# Retrieval-Augmented Generation (RAG)
This is a notebook used for the 'Methods for Fintech and Artificial Intelligence in Finance'. The notebook experiment in different ways of adding valuable information to the answer generated by an LLM (retrieval-augmented generation, few shot learning). This notebook does not consider fine-tuning LLM as this typically comes with significant cost.

# Setting up the environment

https://community.anaconda.cloud/t/how-do-i-use-an-existing-environment-on-a-new-computer/55641

Load environment with conda
* cd ~/affine

* conda env create -f environment.yml

(If fist time, install a kernel)

#####

Activities:
1. Retype the RAG notebook description from "This is a notebook" to "with significant cost.".
2. According to the RAG notebook description, why is fine-tuning an LLM not considered?

#####

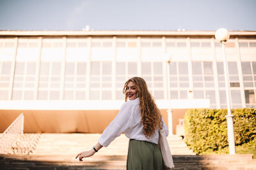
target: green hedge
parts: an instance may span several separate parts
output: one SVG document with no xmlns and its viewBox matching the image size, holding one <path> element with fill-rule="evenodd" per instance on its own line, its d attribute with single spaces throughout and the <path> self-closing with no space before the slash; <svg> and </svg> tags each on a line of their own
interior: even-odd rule
<svg viewBox="0 0 256 170">
<path fill-rule="evenodd" d="M 228 146 L 227 110 L 191 109 L 185 114 L 185 141 L 196 153 L 217 151 Z M 236 145 L 256 136 L 256 109 L 232 110 Z"/>
</svg>

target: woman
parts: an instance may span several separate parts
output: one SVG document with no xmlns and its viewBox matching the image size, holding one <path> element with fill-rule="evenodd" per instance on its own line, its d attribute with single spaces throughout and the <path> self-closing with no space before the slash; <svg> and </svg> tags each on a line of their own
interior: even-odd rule
<svg viewBox="0 0 256 170">
<path fill-rule="evenodd" d="M 83 158 L 93 155 L 124 132 L 130 139 L 127 169 L 163 169 L 162 155 L 157 145 L 159 129 L 163 128 L 166 136 L 168 131 L 146 82 L 140 77 L 130 78 L 125 82 L 123 92 L 125 103 L 98 143 L 92 150 L 79 153 L 76 158 L 79 157 L 79 160 L 83 161 Z"/>
</svg>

#####

Responses in order:
1.
This is a notebook used for the 'Methods for Fintech and Artificial Intelligence in Finance'. The notebook experiment in different ways of adding valuable information to the answer generated by an LLM (retrieval-augmented generation, few shot learning). This notebook does not consider fine-tuning LLM as this typically comes with significant cost.

2. Fine-tuning an LLM typically comes with significant cost.